→ **Istruzioni**:
a - Rispondi per favore a queste domande sul testo dei sacchi di diossina dell'Ilva:
(i) A quale ministro viene chiesto di intervenire?
(ii) In che anno l'operaio caricava i sacchi sul camion?
(iii) Dove si è tenuta l'audizione di Marescotti presso la commissione bicamerale d'inchiesta sul ciclo dei rifiuti?
b - Prosegui il testo sui sacchi di diossina dell'Ilva, partendo subito dopo la sua ultima frase.

→ **Testo da leggere**:
▼

Siamo dinanzi a un fatto gravissimo e chiedo al ministro Galletti di intervenire con estrema urgenza per fare luce su quanto dichiarato da Marescotti.
Durante un convegno Alessandro Marescotti ha precisato di aver ricevuto tale confidenza da un operaio che nel 2005 si occupava, inconsapevole del pericolo, di caricare i sacchi di diossina sul camion che li avrebbe poi trasportati dall’Ilva di Taranto a Manduria.
Sempre secondo quanto affermato da Marescotti tale notizia sarebbe stata inserita anche nella parte secretata dei verbali di una sua audizione presso la commissione bicamerale d’inchiesta sul ciclo dei rifiuti tenutasi nella Prefettura di Taranto l’11 marzo scorso, durante la quale lo stesso Marescotti avrebbe fornito anche ulteriori utili particolari come le generalità dell’operaio ILVA e il nome dell’azienda manduriana dove erano destinati i sacchi con i rifiuti.

▲

→ **Dati disponibili**:
▼

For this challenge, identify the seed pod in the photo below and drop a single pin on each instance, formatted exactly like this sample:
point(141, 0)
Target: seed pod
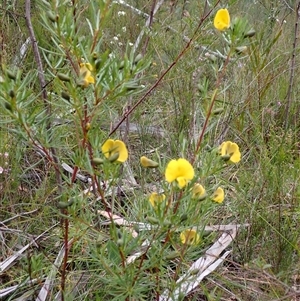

▲

→ **Soluzioni**:
a -
(i) Al ministro Galletti.
(ii) Nel 2005.
(iii) Nella Prefettura di Taranto.

b -
I media locali hanno ripreso questa notizia generando preoccupazione e paura tra i cittadini della zona. Non si ha notizia infatti dell’esistenza di siti idonei ad accogliere rifiuti di quel tipo a Manduria mentre si conosce, attraverso le indicazioni circa la tracciabilità della diossina fornite da Ilva, come unico sito autorizzato ed esclusivo quello di Orbassano, in provincia di Torino. Se tutto questo venisse confermato ci troveremmo dinanzi a episodi di assoluta gravità per l’ambiente e per la salute dei cittadini su cui il governo deve indagare immediatamente e attivarsi di conseguenza.